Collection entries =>
• • • •

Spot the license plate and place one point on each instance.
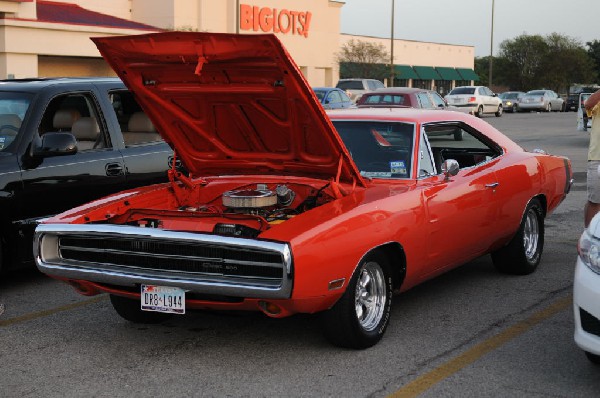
(163, 299)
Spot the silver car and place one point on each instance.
(511, 100)
(542, 100)
(476, 100)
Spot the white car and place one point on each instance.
(542, 100)
(478, 100)
(355, 88)
(586, 292)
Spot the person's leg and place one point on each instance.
(593, 189)
(590, 210)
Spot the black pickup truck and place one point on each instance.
(64, 142)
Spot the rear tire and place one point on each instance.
(129, 309)
(524, 252)
(479, 112)
(360, 317)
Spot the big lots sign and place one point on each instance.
(274, 20)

• • • •

What the exercise asks => The lines to output run from the one containing "Spot the black" through the last line of the records above; repeat them exactly and nothing more.

Written solution =>
Spot the black pickup truck and place one point on each instance.
(64, 142)
Spot the rear tire and place one point on each instance.
(129, 309)
(524, 252)
(479, 112)
(360, 317)
Spot the big lots sign and place one point on each instance.
(274, 20)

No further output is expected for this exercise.